━━━━━ DATA SECTION

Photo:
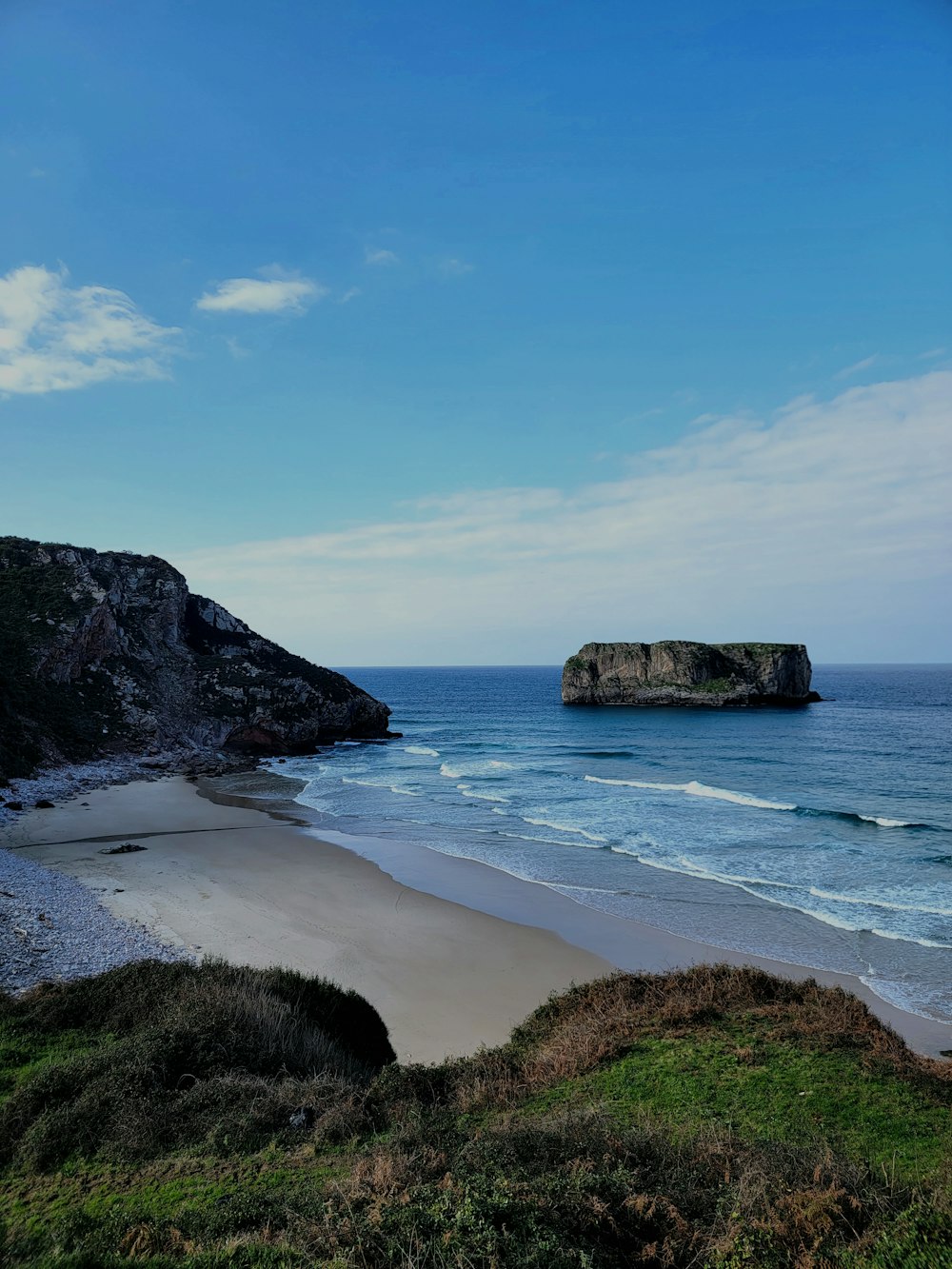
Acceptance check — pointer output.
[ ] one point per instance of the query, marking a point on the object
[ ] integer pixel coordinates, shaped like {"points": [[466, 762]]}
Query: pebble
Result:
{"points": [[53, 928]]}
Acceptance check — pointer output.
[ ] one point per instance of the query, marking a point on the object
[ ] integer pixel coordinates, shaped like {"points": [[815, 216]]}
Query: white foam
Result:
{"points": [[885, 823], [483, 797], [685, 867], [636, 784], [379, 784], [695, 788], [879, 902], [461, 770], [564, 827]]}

━━━━━━━━━━
━━━━━ DATA SECTION

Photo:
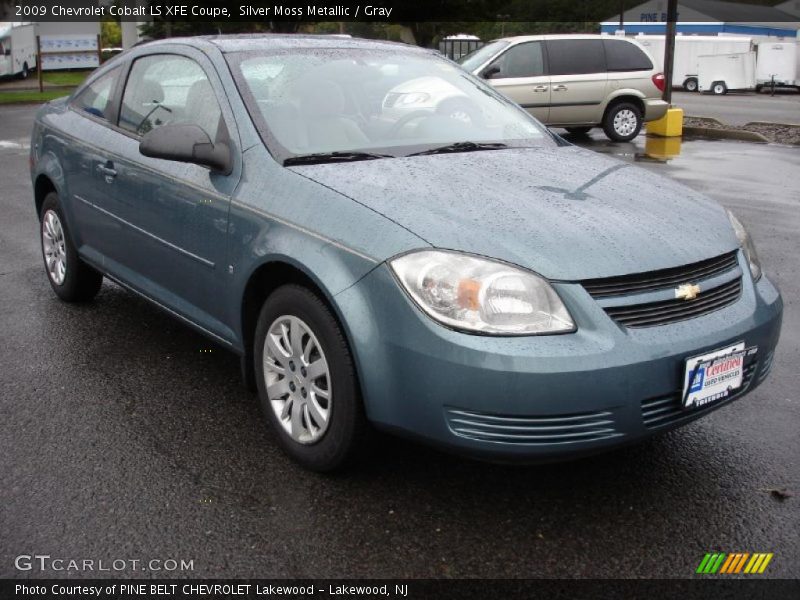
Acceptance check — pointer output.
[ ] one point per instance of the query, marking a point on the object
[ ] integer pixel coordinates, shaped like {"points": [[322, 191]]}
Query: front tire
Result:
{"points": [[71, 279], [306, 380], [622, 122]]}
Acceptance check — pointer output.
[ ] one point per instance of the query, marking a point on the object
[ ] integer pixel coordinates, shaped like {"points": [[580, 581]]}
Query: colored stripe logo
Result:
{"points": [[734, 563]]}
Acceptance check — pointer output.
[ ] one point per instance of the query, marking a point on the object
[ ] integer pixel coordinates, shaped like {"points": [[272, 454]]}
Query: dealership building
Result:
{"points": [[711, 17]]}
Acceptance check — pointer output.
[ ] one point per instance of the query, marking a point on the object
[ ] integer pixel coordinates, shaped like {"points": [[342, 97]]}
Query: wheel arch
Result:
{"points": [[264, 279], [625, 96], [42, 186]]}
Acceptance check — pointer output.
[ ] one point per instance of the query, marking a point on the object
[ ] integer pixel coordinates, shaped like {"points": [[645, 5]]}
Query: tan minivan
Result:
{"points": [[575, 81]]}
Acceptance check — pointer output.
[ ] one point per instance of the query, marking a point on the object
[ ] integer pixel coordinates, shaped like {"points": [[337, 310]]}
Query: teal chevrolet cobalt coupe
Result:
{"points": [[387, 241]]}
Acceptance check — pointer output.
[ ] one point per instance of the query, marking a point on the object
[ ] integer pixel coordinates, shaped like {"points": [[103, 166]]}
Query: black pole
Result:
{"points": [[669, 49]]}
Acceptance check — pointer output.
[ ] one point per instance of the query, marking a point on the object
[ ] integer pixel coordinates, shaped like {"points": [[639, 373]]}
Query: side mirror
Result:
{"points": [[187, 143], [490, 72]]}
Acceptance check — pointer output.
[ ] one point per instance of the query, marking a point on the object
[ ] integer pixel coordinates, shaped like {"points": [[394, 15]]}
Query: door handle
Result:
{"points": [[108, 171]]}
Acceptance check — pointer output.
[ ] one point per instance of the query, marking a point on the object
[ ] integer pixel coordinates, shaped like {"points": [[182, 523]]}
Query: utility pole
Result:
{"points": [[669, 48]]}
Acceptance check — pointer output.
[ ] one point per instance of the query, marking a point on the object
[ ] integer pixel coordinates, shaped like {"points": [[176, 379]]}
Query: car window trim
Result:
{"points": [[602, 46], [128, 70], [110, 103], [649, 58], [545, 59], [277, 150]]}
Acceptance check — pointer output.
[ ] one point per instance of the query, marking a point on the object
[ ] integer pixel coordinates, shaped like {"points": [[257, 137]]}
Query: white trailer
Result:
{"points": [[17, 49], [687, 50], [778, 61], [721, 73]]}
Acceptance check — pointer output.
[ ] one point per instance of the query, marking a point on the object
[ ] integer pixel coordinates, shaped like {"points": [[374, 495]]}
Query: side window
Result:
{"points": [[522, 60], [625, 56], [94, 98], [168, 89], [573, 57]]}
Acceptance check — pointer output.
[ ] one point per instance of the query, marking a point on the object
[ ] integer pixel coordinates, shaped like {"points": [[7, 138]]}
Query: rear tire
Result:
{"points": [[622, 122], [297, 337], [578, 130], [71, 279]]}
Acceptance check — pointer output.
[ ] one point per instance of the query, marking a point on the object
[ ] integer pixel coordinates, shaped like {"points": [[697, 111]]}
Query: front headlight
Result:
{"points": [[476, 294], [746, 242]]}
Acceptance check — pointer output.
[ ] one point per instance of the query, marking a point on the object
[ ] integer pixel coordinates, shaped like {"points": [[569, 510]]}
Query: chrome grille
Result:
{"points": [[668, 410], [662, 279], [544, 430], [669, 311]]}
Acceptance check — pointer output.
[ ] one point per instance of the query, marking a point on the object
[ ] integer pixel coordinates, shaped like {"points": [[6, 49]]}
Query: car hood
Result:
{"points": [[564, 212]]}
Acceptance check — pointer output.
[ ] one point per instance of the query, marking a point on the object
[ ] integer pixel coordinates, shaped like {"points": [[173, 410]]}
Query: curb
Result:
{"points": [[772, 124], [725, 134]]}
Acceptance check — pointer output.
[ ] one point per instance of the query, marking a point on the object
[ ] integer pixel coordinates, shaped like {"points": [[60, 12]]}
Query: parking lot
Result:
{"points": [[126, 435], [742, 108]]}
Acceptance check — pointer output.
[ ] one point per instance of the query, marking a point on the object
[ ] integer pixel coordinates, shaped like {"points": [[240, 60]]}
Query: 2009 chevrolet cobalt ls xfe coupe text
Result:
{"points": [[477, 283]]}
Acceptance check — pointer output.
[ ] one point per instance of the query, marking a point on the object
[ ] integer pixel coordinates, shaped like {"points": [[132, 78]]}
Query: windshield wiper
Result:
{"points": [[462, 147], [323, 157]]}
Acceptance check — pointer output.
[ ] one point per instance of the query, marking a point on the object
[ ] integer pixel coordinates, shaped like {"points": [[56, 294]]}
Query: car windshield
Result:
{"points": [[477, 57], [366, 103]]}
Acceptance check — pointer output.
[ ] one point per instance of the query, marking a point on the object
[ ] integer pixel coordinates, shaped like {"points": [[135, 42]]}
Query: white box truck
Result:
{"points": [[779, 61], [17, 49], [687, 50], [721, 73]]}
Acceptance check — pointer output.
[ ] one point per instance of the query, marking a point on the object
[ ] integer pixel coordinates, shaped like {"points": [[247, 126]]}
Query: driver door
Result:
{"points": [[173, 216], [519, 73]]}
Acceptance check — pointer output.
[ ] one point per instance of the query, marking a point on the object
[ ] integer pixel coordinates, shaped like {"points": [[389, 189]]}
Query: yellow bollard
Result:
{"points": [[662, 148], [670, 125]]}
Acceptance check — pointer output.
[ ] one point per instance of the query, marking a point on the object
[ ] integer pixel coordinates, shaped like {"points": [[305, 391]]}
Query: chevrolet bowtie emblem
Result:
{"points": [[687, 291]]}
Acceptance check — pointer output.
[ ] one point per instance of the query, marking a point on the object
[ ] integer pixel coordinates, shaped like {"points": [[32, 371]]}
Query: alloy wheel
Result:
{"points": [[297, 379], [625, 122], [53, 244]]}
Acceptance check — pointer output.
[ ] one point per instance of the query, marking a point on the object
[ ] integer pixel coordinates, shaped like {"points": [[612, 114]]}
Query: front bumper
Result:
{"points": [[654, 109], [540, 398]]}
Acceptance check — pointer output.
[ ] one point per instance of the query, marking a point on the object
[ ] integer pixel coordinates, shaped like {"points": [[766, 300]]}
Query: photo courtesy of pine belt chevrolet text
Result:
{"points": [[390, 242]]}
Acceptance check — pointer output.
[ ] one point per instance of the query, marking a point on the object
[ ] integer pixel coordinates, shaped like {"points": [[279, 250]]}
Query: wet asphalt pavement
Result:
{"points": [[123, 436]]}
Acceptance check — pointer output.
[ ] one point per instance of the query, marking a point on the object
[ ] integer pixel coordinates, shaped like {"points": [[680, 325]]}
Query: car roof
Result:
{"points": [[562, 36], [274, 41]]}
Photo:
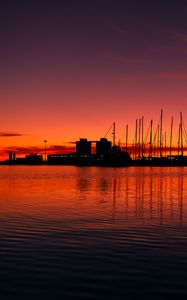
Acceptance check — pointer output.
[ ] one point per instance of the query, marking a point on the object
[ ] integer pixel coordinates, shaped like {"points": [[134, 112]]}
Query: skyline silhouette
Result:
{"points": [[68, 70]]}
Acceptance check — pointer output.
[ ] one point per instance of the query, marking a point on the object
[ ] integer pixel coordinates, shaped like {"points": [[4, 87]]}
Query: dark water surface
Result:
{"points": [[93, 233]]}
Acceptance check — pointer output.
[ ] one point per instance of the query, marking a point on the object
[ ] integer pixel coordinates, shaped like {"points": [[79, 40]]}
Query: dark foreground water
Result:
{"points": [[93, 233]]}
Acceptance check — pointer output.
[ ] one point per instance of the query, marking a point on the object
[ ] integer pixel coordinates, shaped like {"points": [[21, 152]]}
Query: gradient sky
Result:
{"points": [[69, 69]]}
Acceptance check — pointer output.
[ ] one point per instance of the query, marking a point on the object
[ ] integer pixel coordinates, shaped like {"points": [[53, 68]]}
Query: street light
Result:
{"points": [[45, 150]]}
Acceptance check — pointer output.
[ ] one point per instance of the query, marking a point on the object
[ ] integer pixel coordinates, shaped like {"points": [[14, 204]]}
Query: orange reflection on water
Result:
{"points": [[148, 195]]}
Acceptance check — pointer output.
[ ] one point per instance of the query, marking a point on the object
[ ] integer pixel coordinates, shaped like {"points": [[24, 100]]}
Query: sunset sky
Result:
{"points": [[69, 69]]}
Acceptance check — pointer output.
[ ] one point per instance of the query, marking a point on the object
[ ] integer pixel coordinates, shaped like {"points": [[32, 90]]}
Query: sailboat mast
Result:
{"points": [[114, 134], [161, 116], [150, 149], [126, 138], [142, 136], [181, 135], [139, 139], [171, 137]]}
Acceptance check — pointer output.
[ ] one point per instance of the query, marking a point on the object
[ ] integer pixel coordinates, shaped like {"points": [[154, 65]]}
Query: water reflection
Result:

━━━━━━━━━━

§ **YOUR INSTRUCTIONS**
Return every line of the records that contains the string "white".

§ **ANSWER TO THE EXERCISE**
Query: white foam
Query: white trailer
Query: white box truck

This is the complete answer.